• **Tarefa do exercício 1**: Converte numa lista JSON de strings, uma por linha e sem linhas em branco, a parte da listagem que abre com a linha que contém "the red draped" e fecha com a linha que contém "[(43, 76), (996, 661)]", ambas incluídas.

• **Excerto fornecido**:
┌──
Sandra Freitas

// Fala sobre Acolhimento Familiar

Conversa com especialista

Sandra Freitas

Breve nota curricular: 

Licenciada em Psicologia, desde 2007 que foca o seu trabalho em crianças, jovens e famílias em situação de vulnerabilidade social. Entre 2009 e 2022 exerceu funções em Centros de Apoio Familiar e Aconselhamento Parental (CAFAP) como psicologa trabalhando diretamente com as famílias. Em 2023, intregou a equipa de Acolhimento Familiar da Mundos de Vida, trabalhando a captação, formação e seleção de possíveis famílias de acolhimento, prosseguindo ao acompanhamento das mesmas e das crianças e jovens por elas acolhidas.

Pelo direito a crescer numa família...

Uma base na qual se estrutura a intervenção do Serviço de Acolhimento Familiar da Mundos de Vida, no que diz respeito à proteção na infância. Pela intervenção e experiência no acolhimento residencial, desde cedo se percebeu a importância e necessidade de promover um ambiente familiar, sobretudo nas situações de risco e/ou perigo, na qual uma criança deixa de poder viver, temporariamente, no seu ambiente familiar de origem. Em 2005, a Mundos de Vida iniciou caminho no acolhimento familiar, no distrito de Braga, e em 2010 no distrito do Porto, altura particularmente difícil, onde a medida de acolhimento familiar era desconhecida da sociedade portuguesa, onde estava (e ainda está) – muito enraizada, uma cultura de institucionalização. O desconhecimento e baixa sensibilização para a medida, quer pelos agentes do sistema de proteção, quer pelas entidades competentes na decisão das medidas de promoção e proteção, quer pela comunidade, implica, ainda hoje, a necessidade de promover o acolhimento familiar, mudando o paradigma, tal como noutros países aconteceu, e que, atualmente, apresentam resultados muito mais significativos.
└──
• **Tarefa do exercício 2**: Prossegue o texto sobre o acolhimento familiar a partir da última frase apresentada.

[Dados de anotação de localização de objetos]
┌──
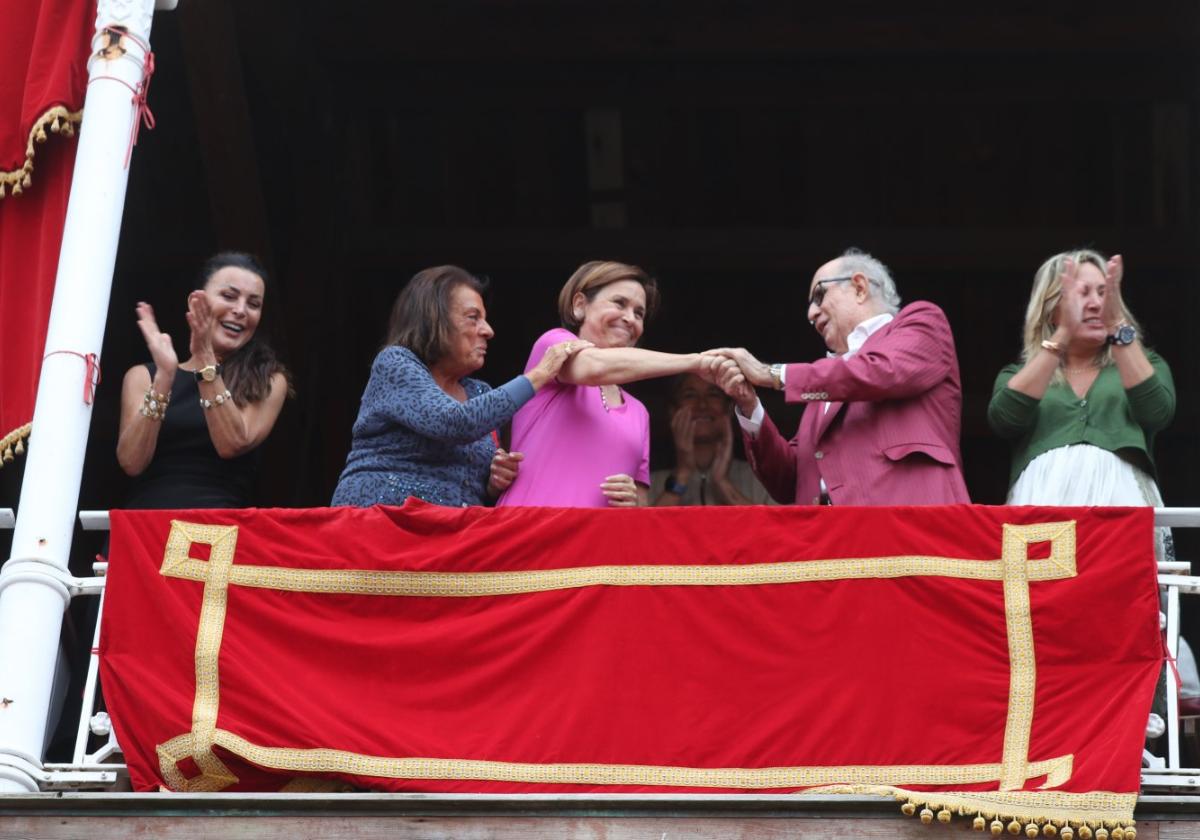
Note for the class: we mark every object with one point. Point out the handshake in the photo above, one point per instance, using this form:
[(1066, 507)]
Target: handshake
[(737, 372)]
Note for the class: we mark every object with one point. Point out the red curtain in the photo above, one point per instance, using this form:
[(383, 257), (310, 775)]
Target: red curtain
[(43, 76), (1001, 660)]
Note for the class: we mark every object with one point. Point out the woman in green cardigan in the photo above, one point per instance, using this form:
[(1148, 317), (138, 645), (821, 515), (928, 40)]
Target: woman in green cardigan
[(1083, 407)]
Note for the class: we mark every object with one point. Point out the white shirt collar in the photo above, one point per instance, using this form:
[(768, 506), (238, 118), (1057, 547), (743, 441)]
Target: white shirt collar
[(859, 335)]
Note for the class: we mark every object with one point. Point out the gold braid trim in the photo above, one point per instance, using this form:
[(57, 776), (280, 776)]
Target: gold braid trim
[(13, 443), (60, 121), (1098, 814)]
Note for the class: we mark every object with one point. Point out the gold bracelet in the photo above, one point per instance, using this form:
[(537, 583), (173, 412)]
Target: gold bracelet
[(219, 400), (154, 405)]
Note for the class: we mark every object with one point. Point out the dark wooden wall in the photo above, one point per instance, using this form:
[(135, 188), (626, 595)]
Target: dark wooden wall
[(730, 148)]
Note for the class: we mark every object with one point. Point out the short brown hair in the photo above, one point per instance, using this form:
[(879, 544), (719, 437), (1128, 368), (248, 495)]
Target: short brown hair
[(420, 317), (593, 276)]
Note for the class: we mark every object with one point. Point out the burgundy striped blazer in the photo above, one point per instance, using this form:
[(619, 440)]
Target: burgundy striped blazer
[(892, 431)]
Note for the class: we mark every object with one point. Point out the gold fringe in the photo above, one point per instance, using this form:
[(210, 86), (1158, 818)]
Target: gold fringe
[(1051, 814), (13, 443), (60, 121)]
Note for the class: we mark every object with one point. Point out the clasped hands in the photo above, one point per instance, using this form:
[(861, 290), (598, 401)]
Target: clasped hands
[(737, 372)]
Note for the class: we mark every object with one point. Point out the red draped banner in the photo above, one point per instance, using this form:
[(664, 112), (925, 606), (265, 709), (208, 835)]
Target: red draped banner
[(43, 76), (996, 661)]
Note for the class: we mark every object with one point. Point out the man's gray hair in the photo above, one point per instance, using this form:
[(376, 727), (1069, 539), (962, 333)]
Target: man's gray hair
[(853, 261)]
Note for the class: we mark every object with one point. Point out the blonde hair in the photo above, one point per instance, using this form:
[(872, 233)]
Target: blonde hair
[(593, 276), (1039, 315)]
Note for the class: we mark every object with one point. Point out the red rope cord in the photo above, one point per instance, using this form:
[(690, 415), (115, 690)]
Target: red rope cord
[(91, 372), (141, 94)]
└──
• **Resposta 1**:
[
  "Note for the class: we mark every object with one point. Point out the red draped banner in the photo above, one point per instance, using this form:",
  "[(664, 112), (925, 606), (265, 709), (208, 835)]",
  "Target: red draped banner",
  "[(43, 76), (996, 661)]"
]

• **Resposta 2**:
Considerando que a origem do acolhimento familiar assenta na comunidade, a sensibilização, informação, clarificação de mitos, crenças e perceções associadas são, desde logo, fases fundamentais para a sua implementação. Desta forma, a informação, para além de necessária, carece de ser orientada constantemente, com estratégias variadas e impactantes, que apoiem uma família na tomada de decisão para avançar com o projeto de acolhimento familiar.

Na avaliação das famílias, importa perceber as motivações para se constituírem como família de acolhimento, salientando os motivos altruístas relacionados com os perfis individuais dos candidatos, e um compromisso social que lhes permitem a dedicação aos outros. Por outro lado, o acompanhamento às famílias revela-se, na maior parte das vezes, complexo, associado à articulação e conjugação de diferentes perspetivas e perceções (criança acolhida, família de acolhimento, família de origem, comunidade e contexto da família de origem e da família de acolhimento, entidades e agentes do sistema de promoção e proteção), requerendo uma abordagem interventiva assente em dinâmicas e estratégias parentais, muitas vezes de reabilitação.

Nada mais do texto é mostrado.